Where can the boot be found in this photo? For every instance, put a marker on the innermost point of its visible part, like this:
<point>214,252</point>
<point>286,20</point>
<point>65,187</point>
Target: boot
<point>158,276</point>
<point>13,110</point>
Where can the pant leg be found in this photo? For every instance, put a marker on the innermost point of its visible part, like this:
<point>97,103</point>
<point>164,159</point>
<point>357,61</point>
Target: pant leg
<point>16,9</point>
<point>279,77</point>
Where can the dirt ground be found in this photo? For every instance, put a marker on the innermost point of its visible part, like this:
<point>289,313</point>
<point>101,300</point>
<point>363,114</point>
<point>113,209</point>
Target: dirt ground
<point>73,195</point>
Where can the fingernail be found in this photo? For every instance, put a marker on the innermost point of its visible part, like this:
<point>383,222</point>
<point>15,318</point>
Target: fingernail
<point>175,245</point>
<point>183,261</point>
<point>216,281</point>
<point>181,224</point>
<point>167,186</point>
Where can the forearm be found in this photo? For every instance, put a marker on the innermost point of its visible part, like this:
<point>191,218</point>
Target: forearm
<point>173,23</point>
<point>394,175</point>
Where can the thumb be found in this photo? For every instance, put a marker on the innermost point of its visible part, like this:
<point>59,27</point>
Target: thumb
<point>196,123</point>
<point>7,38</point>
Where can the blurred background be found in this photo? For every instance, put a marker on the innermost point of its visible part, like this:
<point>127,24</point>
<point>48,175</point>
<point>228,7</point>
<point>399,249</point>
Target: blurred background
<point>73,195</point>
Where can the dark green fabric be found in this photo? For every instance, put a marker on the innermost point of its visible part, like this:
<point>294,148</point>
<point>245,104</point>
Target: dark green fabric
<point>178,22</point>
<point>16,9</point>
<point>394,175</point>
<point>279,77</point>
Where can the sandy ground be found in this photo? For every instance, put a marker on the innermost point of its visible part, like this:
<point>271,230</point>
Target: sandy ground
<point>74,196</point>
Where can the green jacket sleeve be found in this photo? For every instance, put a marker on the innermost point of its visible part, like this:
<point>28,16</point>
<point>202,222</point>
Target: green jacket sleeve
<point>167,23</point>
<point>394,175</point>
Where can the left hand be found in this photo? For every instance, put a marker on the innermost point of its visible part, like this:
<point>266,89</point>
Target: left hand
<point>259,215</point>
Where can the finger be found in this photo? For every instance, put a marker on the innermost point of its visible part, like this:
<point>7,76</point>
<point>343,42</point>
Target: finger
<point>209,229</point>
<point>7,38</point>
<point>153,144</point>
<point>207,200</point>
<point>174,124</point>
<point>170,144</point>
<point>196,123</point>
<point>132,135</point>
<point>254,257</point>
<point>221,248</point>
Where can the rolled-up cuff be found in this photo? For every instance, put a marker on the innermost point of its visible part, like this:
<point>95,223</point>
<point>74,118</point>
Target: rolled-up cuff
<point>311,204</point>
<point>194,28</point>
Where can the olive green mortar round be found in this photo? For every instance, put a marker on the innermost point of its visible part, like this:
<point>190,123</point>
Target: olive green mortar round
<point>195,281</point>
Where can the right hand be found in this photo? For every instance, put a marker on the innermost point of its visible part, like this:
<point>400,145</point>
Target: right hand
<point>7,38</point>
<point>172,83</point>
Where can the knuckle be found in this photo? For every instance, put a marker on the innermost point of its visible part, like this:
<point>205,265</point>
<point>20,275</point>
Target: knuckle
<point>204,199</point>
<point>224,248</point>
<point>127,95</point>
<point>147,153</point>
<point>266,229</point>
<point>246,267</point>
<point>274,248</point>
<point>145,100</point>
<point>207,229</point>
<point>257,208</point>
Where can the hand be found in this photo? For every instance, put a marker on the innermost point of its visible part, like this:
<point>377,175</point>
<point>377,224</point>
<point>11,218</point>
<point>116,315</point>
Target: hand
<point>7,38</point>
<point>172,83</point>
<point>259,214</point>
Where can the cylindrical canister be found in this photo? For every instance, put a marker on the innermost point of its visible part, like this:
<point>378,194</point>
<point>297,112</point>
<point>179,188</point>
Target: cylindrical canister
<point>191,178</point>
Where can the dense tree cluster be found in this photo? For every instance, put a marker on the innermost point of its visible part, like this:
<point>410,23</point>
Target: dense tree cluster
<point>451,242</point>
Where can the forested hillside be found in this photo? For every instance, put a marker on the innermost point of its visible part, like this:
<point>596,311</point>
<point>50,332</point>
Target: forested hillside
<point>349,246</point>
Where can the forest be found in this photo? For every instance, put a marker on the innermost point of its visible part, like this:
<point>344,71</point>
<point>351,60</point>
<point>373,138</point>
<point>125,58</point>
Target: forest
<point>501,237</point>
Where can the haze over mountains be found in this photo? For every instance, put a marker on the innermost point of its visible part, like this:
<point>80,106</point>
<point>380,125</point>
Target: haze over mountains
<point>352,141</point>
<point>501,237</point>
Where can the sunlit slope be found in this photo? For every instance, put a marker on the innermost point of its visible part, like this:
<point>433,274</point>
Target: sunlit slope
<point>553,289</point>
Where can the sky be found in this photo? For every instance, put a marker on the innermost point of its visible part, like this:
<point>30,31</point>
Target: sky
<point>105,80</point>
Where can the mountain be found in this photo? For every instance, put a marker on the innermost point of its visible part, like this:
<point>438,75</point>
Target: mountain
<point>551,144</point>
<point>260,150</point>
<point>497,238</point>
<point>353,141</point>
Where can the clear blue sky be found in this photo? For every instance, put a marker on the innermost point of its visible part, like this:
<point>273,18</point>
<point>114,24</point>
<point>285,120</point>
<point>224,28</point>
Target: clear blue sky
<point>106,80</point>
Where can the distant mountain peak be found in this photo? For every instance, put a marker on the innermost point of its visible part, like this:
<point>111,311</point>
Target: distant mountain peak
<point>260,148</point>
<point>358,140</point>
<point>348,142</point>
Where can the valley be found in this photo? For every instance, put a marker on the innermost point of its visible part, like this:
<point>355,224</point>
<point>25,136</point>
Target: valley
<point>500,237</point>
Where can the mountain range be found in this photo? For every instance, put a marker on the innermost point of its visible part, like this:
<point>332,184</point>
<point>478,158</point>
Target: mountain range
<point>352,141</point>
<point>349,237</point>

◇ ◇ ◇ ◇ ◇ ◇ ◇

## TUJUAN TUGAS
Bisakah Anda menuliskan kembali seluruh baris di atas tanpa mengubah satu karakter pun?

## JAWABAN LATIHAN
Where can the boot be found in this photo? For every instance, put a marker on the innermost point of its visible part, like this:
<point>214,252</point>
<point>286,20</point>
<point>65,187</point>
Target: boot
<point>158,276</point>
<point>13,110</point>
Where can the pant leg be found in this photo? For every instance, put a marker on the innermost point of its visible part, like this:
<point>97,103</point>
<point>164,159</point>
<point>357,61</point>
Target: pant leg
<point>16,9</point>
<point>279,77</point>
Where can the dirt ground be found in this photo? For every instance, put a marker on the innermost point of its visible part, like this:
<point>289,313</point>
<point>101,300</point>
<point>363,114</point>
<point>113,209</point>
Target: dirt ground
<point>73,195</point>
Where can the fingernail be found in this photo? For every instance, put a marker on the innermost point of its visible part, like this:
<point>383,222</point>
<point>15,318</point>
Target: fingernail
<point>175,245</point>
<point>183,261</point>
<point>216,281</point>
<point>181,224</point>
<point>167,186</point>
Where can the forearm be found in this photo? For every instance, put a marker on the innermost point of its visible part, like this:
<point>191,218</point>
Target: forearm
<point>173,23</point>
<point>394,175</point>
Where can the thumb be found in this photo? For every instance, put a marker on the innermost point of its visible part, like this:
<point>59,27</point>
Target: thumb
<point>196,123</point>
<point>7,38</point>
Where can the blurred background be found in this photo? For every instance, put a marker on the innermost point of its visible part, like this:
<point>127,24</point>
<point>48,175</point>
<point>228,7</point>
<point>399,249</point>
Target: blurred background
<point>73,195</point>
Where can the dark green fabric be found in this photo? For every instance, put a marker on the innermost point of its visible part, like this:
<point>294,148</point>
<point>245,104</point>
Target: dark green fabric
<point>178,22</point>
<point>16,9</point>
<point>394,175</point>
<point>279,77</point>
Where can the sandy ground be found in this photo? For every instance, put a marker on the innermost point of its visible part, like this:
<point>271,230</point>
Target: sandy ground
<point>74,196</point>
Where can the green jacket sleeve be found in this photo? For every instance, put a marker on the innermost point of its visible part, like this:
<point>28,16</point>
<point>202,222</point>
Target: green jacket sleeve
<point>167,23</point>
<point>394,175</point>
Where can the left hand be found in this photo? For every instance, put a marker on the innermost point of its visible part, like this:
<point>266,89</point>
Target: left hand
<point>259,215</point>
Where can the finger be found in this photo? For every instance, put a marker on the innermost point of its visible part, like this:
<point>7,76</point>
<point>343,42</point>
Target: finger
<point>209,229</point>
<point>7,38</point>
<point>153,144</point>
<point>207,200</point>
<point>174,124</point>
<point>170,144</point>
<point>196,123</point>
<point>132,135</point>
<point>254,257</point>
<point>221,248</point>
Where can the rolled-up cuff be found in this photo? For every instance, put a marker on the innermost point of its visible part, like this:
<point>95,223</point>
<point>74,118</point>
Target: rolled-up cuff
<point>311,204</point>
<point>194,28</point>
Where can the olive green mortar round be found in this photo? For every instance, put a marker on the innermost point of its visible part, like this:
<point>190,123</point>
Target: olive green mortar round
<point>195,281</point>
Where can the right hand be found in this photo? For every instance, put a marker on the innermost point of its visible part, like this:
<point>400,145</point>
Target: right hand
<point>7,38</point>
<point>172,83</point>
Where can the knuckle be found in this photo? For every instance, put a marker on the innermost point of its visible part, like this:
<point>205,265</point>
<point>20,275</point>
Target: knuckle
<point>204,199</point>
<point>224,248</point>
<point>127,95</point>
<point>147,153</point>
<point>266,229</point>
<point>246,267</point>
<point>274,248</point>
<point>145,100</point>
<point>207,229</point>
<point>257,208</point>
Where can the hand be found in this photo? For every instance, put a marker on the innermost point of its visible part, like this:
<point>377,175</point>
<point>377,224</point>
<point>11,218</point>
<point>116,315</point>
Target: hand
<point>7,38</point>
<point>172,83</point>
<point>259,214</point>
Where can the cylindrical canister be found in this photo? For every instance, put a marker on the innermost point of its visible part, like this:
<point>378,194</point>
<point>297,112</point>
<point>179,188</point>
Target: cylindrical canister
<point>191,178</point>
Where can the dense tree cluster be found in this photo? For every instance, put a marker on the innermost point of its visible part, like this:
<point>410,23</point>
Target: dense tree cluster
<point>451,242</point>
Where can the forested hillside be found in this photo? For every instance, put a marker on the innermost point of its visible part, like this:
<point>596,311</point>
<point>50,332</point>
Target: forested hillside
<point>349,246</point>
Where can the forest be found in this photo? For every instance, put a marker on the innermost point of its visible part, like this:
<point>344,71</point>
<point>351,60</point>
<point>373,138</point>
<point>125,58</point>
Target: forest
<point>501,237</point>
Where can the haze over mountains be found in this photo? For every instance, put a marker on the innermost point of its visible part, like this:
<point>80,106</point>
<point>380,125</point>
Target: haze over mountains
<point>352,141</point>
<point>501,237</point>
Where can the sunlit slope be found in this photo? For every instance, put a marker on the innermost point of its visible part, like this:
<point>433,274</point>
Target: sunlit slope
<point>553,289</point>
Where can the sky be found in this photo? For every instance, put a marker on the innermost point of its visible part, like this:
<point>30,31</point>
Target: sky
<point>105,80</point>
Where can the mountain be found in this photo? For every instance, put a marker on the innermost point of its visible part, like this:
<point>438,75</point>
Target: mountain
<point>551,144</point>
<point>260,150</point>
<point>497,238</point>
<point>353,141</point>
Where can the clear blue sky be found in this photo? For every instance, put a marker on the innermost point of its visible part, like this:
<point>273,18</point>
<point>114,24</point>
<point>285,120</point>
<point>224,28</point>
Target: clear blue sky
<point>106,80</point>
Where can the distant mountain peak be found in this photo? For every instance, put a marker on the innermost point of its visible part, like this:
<point>111,311</point>
Target: distant mountain peak
<point>260,148</point>
<point>358,140</point>
<point>348,142</point>
Where can the valley be found in this photo? For every instance, put a marker on the innermost point of its visible part, like this:
<point>355,224</point>
<point>25,136</point>
Target: valley
<point>500,237</point>
Where can the mountain range be found in this photo? For every instance, put a marker on the innermost point of its visible part, like this:
<point>332,184</point>
<point>478,158</point>
Target: mountain range
<point>352,141</point>
<point>349,237</point>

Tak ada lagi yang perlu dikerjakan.